=== Short problem ===
Skip any picture you find and retype all the remaining lines exactly.

(Entries from a dataset)
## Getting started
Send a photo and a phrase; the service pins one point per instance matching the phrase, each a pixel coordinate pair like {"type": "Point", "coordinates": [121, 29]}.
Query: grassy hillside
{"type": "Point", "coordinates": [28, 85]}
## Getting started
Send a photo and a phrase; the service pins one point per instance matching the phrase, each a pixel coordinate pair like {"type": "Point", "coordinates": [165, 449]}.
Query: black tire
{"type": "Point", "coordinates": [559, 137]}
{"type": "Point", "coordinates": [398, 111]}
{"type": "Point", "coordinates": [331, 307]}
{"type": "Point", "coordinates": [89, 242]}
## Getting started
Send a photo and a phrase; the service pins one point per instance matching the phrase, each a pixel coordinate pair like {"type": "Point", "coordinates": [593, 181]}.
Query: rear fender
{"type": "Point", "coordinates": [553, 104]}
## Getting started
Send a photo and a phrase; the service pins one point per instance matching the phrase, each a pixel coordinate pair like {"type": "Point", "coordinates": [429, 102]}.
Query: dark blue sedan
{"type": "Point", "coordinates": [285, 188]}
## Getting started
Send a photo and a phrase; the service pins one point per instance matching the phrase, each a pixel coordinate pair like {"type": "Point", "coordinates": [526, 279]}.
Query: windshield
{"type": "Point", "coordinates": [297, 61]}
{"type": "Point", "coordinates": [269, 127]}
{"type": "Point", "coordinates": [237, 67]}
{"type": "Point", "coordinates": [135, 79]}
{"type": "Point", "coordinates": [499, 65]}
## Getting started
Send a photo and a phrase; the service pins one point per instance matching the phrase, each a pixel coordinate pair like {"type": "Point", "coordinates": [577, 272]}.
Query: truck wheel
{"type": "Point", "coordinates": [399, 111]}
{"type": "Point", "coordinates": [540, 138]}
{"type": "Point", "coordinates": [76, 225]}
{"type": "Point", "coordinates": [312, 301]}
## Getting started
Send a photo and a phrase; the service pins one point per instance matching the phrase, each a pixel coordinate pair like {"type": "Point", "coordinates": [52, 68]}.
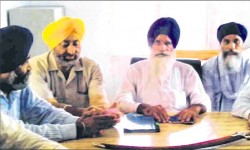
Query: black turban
{"type": "Point", "coordinates": [15, 43]}
{"type": "Point", "coordinates": [231, 28]}
{"type": "Point", "coordinates": [167, 26]}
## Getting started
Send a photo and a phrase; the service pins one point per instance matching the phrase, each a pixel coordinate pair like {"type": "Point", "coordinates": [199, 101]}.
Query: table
{"type": "Point", "coordinates": [210, 126]}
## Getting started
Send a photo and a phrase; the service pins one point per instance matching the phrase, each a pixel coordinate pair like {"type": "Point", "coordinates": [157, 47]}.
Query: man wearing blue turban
{"type": "Point", "coordinates": [161, 86]}
{"type": "Point", "coordinates": [18, 101]}
{"type": "Point", "coordinates": [224, 75]}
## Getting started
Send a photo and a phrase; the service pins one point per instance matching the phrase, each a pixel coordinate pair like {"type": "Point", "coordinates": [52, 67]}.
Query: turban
{"type": "Point", "coordinates": [59, 30]}
{"type": "Point", "coordinates": [231, 28]}
{"type": "Point", "coordinates": [167, 26]}
{"type": "Point", "coordinates": [15, 44]}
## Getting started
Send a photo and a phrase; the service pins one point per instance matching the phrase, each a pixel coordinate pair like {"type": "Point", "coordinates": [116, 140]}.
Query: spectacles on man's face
{"type": "Point", "coordinates": [159, 43]}
{"type": "Point", "coordinates": [66, 43]}
{"type": "Point", "coordinates": [18, 70]}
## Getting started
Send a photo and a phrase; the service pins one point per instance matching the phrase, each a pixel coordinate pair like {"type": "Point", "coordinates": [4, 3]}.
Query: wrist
{"type": "Point", "coordinates": [73, 110]}
{"type": "Point", "coordinates": [199, 108]}
{"type": "Point", "coordinates": [80, 128]}
{"type": "Point", "coordinates": [141, 108]}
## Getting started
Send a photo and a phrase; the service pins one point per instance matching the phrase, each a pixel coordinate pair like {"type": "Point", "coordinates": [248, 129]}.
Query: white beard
{"type": "Point", "coordinates": [160, 66]}
{"type": "Point", "coordinates": [232, 63]}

=== Expected answer ===
## Getting started
Send a photo and a phrase; the service pins one point per instance matching the phrase, each a pixel coordinate pair like {"type": "Point", "coordinates": [121, 29]}.
Query: grassy hillside
{"type": "Point", "coordinates": [28, 85]}
## Getting started
Send a photo and a phrase; the service pins one point per instance matching the phrase, each a pixel coordinate pair like {"type": "Point", "coordinates": [165, 449]}.
Query: black tire
{"type": "Point", "coordinates": [559, 137]}
{"type": "Point", "coordinates": [398, 111]}
{"type": "Point", "coordinates": [331, 307]}
{"type": "Point", "coordinates": [89, 242]}
## Getting started
Send a photo and a phrase; the service pins one point per instance matching the phrase, each a pixel coordinate pair like {"type": "Point", "coordinates": [593, 181]}.
Query: rear fender
{"type": "Point", "coordinates": [553, 104]}
## Getting started
Send a photo and a phrase; the service pins one point per instance matching the phrase, each a pixel coordinate pair like {"type": "Point", "coordinates": [429, 102]}.
Query: dark blue sedan
{"type": "Point", "coordinates": [285, 188]}
## Getting started
Send a photo and a phrase; the service pins one point per instance matching the phrase, each a pixel coordinate pair like {"type": "Point", "coordinates": [526, 279]}.
Query: windshield
{"type": "Point", "coordinates": [297, 61]}
{"type": "Point", "coordinates": [269, 127]}
{"type": "Point", "coordinates": [237, 67]}
{"type": "Point", "coordinates": [135, 79]}
{"type": "Point", "coordinates": [499, 65]}
## Getting started
Send a photo and a phrase; the service pins one point per instance matching the phrase, each a pixel coordinate pair like {"type": "Point", "coordinates": [577, 272]}.
Query: truck wheel
{"type": "Point", "coordinates": [399, 111]}
{"type": "Point", "coordinates": [540, 138]}
{"type": "Point", "coordinates": [76, 225]}
{"type": "Point", "coordinates": [312, 301]}
## Getting started
Send a photo and a phrase; the service pins one point per instance matching the phrase, each a pixel coordinate pair like {"type": "Point", "coordinates": [52, 68]}.
Query: black turban
{"type": "Point", "coordinates": [15, 43]}
{"type": "Point", "coordinates": [231, 28]}
{"type": "Point", "coordinates": [167, 26]}
## Getting started
Send a photo and a phrase; the service pins one point per instance matching the phrase, each a pixel coordinate pair like {"type": "Point", "coordinates": [199, 101]}.
Query: table
{"type": "Point", "coordinates": [210, 126]}
## Getting started
Send a photo and a phrase; the service pins one point per instance matching the phrase, each a pixel coordinate pair like {"type": "Point", "coordinates": [157, 47]}.
Query: man wearing blue turban
{"type": "Point", "coordinates": [161, 86]}
{"type": "Point", "coordinates": [18, 101]}
{"type": "Point", "coordinates": [224, 75]}
## Getting started
Send a photo and a phrase; the service pins one point per instance matching the phrase, each a pixel coordinate pair like {"type": "Point", "coordinates": [52, 67]}.
Query: turban
{"type": "Point", "coordinates": [59, 30]}
{"type": "Point", "coordinates": [231, 28]}
{"type": "Point", "coordinates": [167, 26]}
{"type": "Point", "coordinates": [15, 44]}
## Getting started
Send a photo and a phrase; the service pins one point per instance matching the phrase, each a pixel coordinate pair like {"type": "Point", "coordinates": [116, 140]}.
Query: spectacles on man's face
{"type": "Point", "coordinates": [159, 43]}
{"type": "Point", "coordinates": [66, 43]}
{"type": "Point", "coordinates": [18, 70]}
## Getting started
Send a photo and a phrase; the service pins one point per instance matching the phrase, each a pixel coordinate pair like {"type": "Point", "coordinates": [4, 3]}.
Query: wrist
{"type": "Point", "coordinates": [73, 110]}
{"type": "Point", "coordinates": [199, 108]}
{"type": "Point", "coordinates": [80, 128]}
{"type": "Point", "coordinates": [141, 108]}
## Getting started
Send a photo and a phrase; the service pins one point per instance matching the phrase, each a pixel coordinate pair like {"type": "Point", "coordinates": [248, 129]}.
Query: white beard
{"type": "Point", "coordinates": [160, 66]}
{"type": "Point", "coordinates": [232, 63]}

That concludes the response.